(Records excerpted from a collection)

****************************************

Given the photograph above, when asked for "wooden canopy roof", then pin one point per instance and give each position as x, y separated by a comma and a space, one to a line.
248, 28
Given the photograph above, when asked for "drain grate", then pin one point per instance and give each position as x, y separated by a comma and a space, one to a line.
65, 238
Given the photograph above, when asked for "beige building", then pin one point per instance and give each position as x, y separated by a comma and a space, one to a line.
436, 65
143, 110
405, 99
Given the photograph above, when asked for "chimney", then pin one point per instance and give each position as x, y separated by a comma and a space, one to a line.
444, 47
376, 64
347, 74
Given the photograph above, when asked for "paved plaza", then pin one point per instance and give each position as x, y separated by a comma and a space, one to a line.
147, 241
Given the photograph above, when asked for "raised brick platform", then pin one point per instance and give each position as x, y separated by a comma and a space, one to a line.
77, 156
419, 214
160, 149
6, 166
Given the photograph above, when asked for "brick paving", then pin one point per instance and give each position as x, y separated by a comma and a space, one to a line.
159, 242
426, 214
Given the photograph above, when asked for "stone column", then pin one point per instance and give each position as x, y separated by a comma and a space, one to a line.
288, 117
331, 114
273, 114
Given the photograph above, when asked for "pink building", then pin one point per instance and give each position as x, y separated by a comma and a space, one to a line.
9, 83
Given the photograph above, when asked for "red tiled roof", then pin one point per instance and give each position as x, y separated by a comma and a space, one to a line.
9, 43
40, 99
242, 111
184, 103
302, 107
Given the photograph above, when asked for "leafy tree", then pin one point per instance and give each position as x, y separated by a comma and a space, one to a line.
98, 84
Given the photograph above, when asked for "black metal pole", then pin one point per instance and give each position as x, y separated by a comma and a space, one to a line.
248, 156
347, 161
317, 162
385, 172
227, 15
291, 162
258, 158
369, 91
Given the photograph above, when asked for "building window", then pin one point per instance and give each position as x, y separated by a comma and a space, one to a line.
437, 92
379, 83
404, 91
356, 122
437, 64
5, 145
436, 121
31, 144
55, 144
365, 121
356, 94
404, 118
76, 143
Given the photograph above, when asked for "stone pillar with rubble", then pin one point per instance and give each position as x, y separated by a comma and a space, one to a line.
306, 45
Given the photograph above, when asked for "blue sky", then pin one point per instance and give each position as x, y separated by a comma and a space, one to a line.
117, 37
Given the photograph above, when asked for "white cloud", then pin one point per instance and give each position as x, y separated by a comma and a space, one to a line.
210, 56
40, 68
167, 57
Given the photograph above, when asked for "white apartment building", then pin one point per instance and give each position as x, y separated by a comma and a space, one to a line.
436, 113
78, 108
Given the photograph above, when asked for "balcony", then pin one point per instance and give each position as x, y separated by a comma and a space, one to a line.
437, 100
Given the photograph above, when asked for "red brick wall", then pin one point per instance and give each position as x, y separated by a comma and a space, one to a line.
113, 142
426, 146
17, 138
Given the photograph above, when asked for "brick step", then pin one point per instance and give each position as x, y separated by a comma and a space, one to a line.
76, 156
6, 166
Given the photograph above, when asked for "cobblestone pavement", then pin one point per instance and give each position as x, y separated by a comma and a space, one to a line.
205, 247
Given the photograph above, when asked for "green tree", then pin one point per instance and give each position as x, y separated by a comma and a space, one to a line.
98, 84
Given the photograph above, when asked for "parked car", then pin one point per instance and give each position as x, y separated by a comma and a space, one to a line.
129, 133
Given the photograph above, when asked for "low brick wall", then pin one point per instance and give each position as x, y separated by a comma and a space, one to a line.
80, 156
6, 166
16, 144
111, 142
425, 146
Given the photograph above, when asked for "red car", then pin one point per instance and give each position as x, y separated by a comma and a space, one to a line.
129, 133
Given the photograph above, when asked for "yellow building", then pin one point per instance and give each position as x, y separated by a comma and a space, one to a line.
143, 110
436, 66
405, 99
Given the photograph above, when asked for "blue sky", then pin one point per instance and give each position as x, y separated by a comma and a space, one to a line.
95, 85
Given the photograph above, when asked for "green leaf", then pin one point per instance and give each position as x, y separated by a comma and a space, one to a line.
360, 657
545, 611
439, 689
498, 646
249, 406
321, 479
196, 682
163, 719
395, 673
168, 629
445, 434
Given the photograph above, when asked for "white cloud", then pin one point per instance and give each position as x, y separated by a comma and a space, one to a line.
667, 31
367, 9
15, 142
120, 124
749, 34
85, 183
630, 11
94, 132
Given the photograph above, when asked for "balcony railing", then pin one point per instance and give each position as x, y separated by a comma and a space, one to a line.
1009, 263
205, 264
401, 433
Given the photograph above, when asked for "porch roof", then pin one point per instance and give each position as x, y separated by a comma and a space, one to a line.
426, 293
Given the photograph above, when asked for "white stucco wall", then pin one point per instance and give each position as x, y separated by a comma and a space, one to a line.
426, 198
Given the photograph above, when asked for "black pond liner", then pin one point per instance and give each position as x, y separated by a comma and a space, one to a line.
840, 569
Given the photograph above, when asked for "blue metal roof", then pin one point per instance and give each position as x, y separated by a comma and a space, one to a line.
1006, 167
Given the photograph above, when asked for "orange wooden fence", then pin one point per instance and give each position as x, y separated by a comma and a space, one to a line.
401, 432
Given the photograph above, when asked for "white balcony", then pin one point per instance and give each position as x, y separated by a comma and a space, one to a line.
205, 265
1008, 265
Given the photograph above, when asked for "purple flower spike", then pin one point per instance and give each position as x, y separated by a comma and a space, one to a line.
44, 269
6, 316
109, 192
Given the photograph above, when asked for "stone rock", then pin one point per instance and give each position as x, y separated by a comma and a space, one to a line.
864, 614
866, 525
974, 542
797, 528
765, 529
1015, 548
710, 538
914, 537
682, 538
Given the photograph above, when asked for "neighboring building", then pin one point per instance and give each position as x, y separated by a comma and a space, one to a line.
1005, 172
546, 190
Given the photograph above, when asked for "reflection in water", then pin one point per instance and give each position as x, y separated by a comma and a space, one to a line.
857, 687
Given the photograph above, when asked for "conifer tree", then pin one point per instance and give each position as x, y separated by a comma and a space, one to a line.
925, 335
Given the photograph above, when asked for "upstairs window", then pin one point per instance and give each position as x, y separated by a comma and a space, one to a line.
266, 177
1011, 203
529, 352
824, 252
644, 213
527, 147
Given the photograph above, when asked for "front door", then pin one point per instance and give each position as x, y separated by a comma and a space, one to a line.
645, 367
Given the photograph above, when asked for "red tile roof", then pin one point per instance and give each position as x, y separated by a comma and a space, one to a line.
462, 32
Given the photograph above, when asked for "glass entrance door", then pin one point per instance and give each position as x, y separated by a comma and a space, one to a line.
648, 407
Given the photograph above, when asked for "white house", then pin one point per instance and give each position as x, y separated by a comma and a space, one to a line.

****************************************

WHAT NEEDS TO BE DONE: Exactly reproduce all of the entries.

SOLUTION:
Given the photograph above, when asked for "wooden canopy roof", then pin one point per instance and give each position as x, y separated by a comma and a space, one to a line.
248, 28
Given the photograph above, when asked for "drain grate", then pin one point per instance and give each position as x, y separated by a comma and a space, one to a line.
65, 238
Given the photograph above, when asked for "beige building", then pin one point per instance and give each position as x, y separated by a comma and a space, one to a line.
436, 65
143, 110
405, 99
Given the photograph above, when asked for "chimney", then pin one point per instance and give each position as x, y separated by a comma and a space, one to a line.
444, 47
376, 64
347, 74
Given the photograph above, when asked for "paved plaza", then pin one point per instance and give each position as x, y separated by a comma and a space, one to a line.
147, 241
Given the photograph above, when asked for "raised brick platform", then pin one point per instance and give each position as x, y separated by a comma and a space, one to a line.
77, 156
419, 214
160, 149
6, 166
Given the photograph above, when asked for "brick paving", then pin one point per instance and give each position as x, y separated by a comma and a space, one to a line.
159, 242
426, 214
Given the photograph above, when asked for "stone column", then pin one point per instance and give each position as x, y separated by a comma and a space, one to a line.
288, 117
331, 114
273, 114
Given the photograph above, when asked for "pink building", then pin one point per instance and give each position as x, y separated by a comma and a space, one to a line.
9, 83
Given the photograph above, when asked for "red tiled roof", then pin one point per instance and give each position as x, y separated by a comma and a space, one to a line.
9, 43
40, 99
242, 111
184, 103
302, 107
Given the photograph above, when asked for "leafy tree", then pin one point per instance and give each position as x, y separated by a comma and a space, one to a line.
98, 84
Given the photograph above, when asked for "black metal pole", then pin one point per instance and give each position as x, y separated by a comma and a space, one to a line.
248, 156
347, 161
317, 162
385, 172
227, 15
291, 162
258, 158
369, 91
Given the photograph above, when asked for "building window", then pin one point per instance and give each position as x, y separated by a comma and a space, one to a line.
437, 92
379, 83
404, 91
356, 122
437, 64
5, 145
436, 121
31, 144
55, 144
365, 121
356, 94
404, 118
76, 143
Given the photograph above, when asked for "stone pillar with rubble", then pin one point per instance and give each position as x, y separated by a comma and a space, one to a line.
306, 45
Given the photograph above, when asked for "blue sky", then pin one point per instance and give each position as x, y separated by a comma and a space, one to a line.
117, 37
Given the photograph above, when asked for "white cloud", then pin one point per instance and give each position as x, y separated by a comma and a space, one to a line.
210, 56
40, 68
167, 57
Given the photograph above, when asked for "white apartment building", then pin one point per instance and give each position as x, y separated by a comma and a space, one to a line.
436, 113
78, 108
Given the photograph above, when asked for "balcony", then pin one point per instance and give each position as x, y separated by a comma and a space, one to a line.
437, 100
Given the photograph above, when asked for "red brick wall", then pin one point per instance and give each position as x, y separated by a comma and a space, one to a line.
113, 142
426, 146
17, 138
Given the photograph above, when asked for "brick step", then pin one point per instance and give each position as x, y separated by a comma and a space, one to a line.
76, 156
6, 166
Given the photograph above, when asked for "cobblestone pavement", then pin one point per instance and give each position as x, y separated by a comma and a space, one to a line.
205, 247
Given the photograph above, when asked for "green tree", then pin one point per instance and give each position as x, y separated by a comma and a space, one to a line.
98, 84
Given the photograph above, when asked for "parked car", then pin one point per instance and give each position as x, y separated by a comma and a space, one to a line.
129, 133
Given the photograph above, when asked for "low brick wall", then pin one point per instance and give each position as x, y separated by a comma and a space, one to a line.
80, 156
6, 166
16, 144
111, 142
425, 146
Given the photograph above, when asked for "red car", then pin one point per instance and give each position as x, y separated by a comma and a space, one to a line.
129, 133
Given the photograph above, when asked for "yellow building", then pin one point per instance and give each position as x, y separated by a comma and a space, one to a line.
143, 110
436, 66
405, 99
Given the photograph above, when asked for "blue sky", then pin one point per instance and give each position as x, y separated by a comma and a space, one to a line.
95, 85
Given the photograph above, when asked for "green leaf", then pin one point per instance and give each position as x, y separated by a comma and a space, one to a line.
360, 657
545, 611
439, 689
498, 646
249, 406
321, 479
196, 682
163, 719
395, 673
168, 629
445, 434
Given the photograph above, when asked for "white cloud", then pin one point per instance and give each position as x, y separated by a comma and a space, one to a line.
667, 31
367, 9
15, 142
120, 124
749, 34
85, 183
630, 11
94, 132
Given the photograph above, when asked for "balcony railing", then pin one point per instance and give each position as x, y separated by a comma and a space, one to a line.
1009, 263
205, 264
401, 433
Given the photograph above, when asked for "porch roof", then pin one point per instance and give each position as x, y separated by a comma and a space, one to a line.
426, 293
Given the photograph above, when asked for "white stucco wall", then pin one point per instance and give each position as x, y separated by a comma and a space, one to a line.
426, 198
Given the photograph above, when asked for "black pond liner", then pin one point per instance and give each position as x, y separated by a comma and a space, one to a line.
840, 569
Given the photograph above, when asked for "blue metal roof", then pin one point per instance and give each position as x, y separated by a comma and a space, one to a line.
1006, 167
Given the photograph above, when asked for "orange wooden fence", then pin one point per instance and give each position as x, y separated by a comma and a space, one to a line.
401, 432
Given the photograph above, when asked for "white balcony", then pin one point per instance and give each position as x, y separated by a comma and a space, one to a line.
205, 265
1008, 265
Given the photograph above, when asked for "purple flower spike", then pin one point per instance and give each position as x, y separated by a comma and a space, one to a line.
44, 269
6, 316
109, 192
Given the photograph above, when asked for "stone rock", then pin one point per instance and give each position as x, y separated by a comma and a space, one to a line.
864, 614
866, 525
974, 542
797, 528
765, 529
1015, 548
710, 538
914, 537
682, 538
Given the photograph above, when asked for "neighboring building", then pin one point per instance and give each position as x, y separated by a comma and a space, one to a line.
1005, 172
546, 190
Given the photograph above, when asked for "reflection in water", then pin one point per instance and give each position as x, y separated by a comma and a space, one to a line.
857, 687
Given the photograph above, when asked for "conifer tree", then pin one point per instance and give each position as x, y separated by a comma and a space, one to a line.
925, 335
Given the photograph above, when asked for "upstairs window", then pin one point per instance and give each position as x, y separated by a comma and a space, one to a line.
266, 177
1011, 203
529, 352
824, 252
644, 213
527, 147
Given the photograph above, when asked for "front door", then pin one point per instance and give each position as x, y separated by a comma and a space, one to a line.
645, 367
Given the photograph above, when asked for "red tile roof", then pin one point per instance and give each position as x, y separated by a comma and a space, one to a line.
462, 32
Given the photograph above, when asked for "glass entrance door", then pin one point per instance and give each position as x, y separated by a comma and a space, one to a line.
648, 407
Given the photograph above, when asked for "white house", then pin one point per instance and give each position as x, y separated by a comma and a space, one to a line.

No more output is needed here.